-- EXERCISE DETAILS --
Only the number is wanted: how many lines in the material below contain "skin".

-- WORKING DATA --

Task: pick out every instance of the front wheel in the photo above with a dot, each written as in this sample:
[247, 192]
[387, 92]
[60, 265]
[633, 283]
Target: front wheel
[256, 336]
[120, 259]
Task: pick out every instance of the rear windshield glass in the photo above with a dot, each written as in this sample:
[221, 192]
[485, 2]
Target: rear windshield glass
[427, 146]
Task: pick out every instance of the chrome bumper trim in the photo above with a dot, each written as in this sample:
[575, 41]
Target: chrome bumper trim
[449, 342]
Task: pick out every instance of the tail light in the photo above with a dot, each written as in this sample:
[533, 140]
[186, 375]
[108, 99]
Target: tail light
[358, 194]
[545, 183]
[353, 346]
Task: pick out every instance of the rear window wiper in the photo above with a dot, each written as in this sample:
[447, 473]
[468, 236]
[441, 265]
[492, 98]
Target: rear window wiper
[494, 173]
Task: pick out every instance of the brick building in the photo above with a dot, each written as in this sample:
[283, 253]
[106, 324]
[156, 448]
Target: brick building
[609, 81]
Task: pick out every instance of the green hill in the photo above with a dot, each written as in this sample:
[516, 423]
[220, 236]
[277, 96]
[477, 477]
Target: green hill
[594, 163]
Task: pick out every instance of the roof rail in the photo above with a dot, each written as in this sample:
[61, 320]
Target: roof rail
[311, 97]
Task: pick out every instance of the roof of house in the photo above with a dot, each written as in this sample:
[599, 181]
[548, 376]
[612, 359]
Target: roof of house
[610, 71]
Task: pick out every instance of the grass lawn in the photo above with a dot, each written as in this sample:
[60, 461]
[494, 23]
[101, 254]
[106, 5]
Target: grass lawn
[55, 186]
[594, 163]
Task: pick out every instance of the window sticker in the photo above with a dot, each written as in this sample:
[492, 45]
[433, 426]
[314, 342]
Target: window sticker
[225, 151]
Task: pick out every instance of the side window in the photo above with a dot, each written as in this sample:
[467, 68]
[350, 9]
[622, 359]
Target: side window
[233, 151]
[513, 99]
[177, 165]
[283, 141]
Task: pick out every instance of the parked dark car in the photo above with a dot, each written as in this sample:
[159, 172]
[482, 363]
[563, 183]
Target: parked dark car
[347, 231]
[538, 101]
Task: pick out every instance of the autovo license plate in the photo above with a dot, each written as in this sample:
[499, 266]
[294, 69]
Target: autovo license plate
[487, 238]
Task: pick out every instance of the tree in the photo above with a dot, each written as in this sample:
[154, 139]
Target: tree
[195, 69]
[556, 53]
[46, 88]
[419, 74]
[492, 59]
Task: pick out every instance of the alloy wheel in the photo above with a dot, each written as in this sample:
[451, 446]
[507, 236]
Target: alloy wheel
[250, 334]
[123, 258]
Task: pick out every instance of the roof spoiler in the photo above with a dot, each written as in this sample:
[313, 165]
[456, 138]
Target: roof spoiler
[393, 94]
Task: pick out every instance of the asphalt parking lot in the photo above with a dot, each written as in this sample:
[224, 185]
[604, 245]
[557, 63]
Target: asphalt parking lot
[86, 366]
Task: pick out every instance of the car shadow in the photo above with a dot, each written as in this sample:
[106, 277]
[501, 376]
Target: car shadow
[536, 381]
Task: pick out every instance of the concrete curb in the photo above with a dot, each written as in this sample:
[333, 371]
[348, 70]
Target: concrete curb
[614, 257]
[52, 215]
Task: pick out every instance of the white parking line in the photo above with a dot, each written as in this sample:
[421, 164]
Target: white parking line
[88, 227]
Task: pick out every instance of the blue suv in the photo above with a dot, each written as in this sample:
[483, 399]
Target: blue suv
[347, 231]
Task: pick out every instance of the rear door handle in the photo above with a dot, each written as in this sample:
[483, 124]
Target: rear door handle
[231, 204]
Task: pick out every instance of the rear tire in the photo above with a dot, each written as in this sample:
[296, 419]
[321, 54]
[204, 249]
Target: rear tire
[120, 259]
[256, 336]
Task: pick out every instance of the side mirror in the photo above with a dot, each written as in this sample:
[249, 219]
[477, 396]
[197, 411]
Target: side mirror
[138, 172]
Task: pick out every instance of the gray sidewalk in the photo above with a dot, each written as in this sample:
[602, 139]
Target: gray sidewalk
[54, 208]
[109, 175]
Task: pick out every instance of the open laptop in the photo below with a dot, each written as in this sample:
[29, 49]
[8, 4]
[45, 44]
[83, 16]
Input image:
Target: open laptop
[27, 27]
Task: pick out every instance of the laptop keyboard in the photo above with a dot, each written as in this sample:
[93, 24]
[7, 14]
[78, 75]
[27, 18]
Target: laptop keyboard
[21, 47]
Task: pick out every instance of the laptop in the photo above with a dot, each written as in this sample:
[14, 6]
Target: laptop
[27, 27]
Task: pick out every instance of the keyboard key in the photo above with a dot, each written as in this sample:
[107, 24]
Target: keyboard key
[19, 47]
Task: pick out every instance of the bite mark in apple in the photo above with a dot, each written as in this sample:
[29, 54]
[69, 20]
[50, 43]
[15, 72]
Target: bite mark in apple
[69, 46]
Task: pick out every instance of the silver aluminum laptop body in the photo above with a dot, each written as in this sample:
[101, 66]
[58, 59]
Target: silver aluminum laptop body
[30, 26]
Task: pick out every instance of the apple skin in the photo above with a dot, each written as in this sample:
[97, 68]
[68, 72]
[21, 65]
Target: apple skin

-- TASK RESULT --
2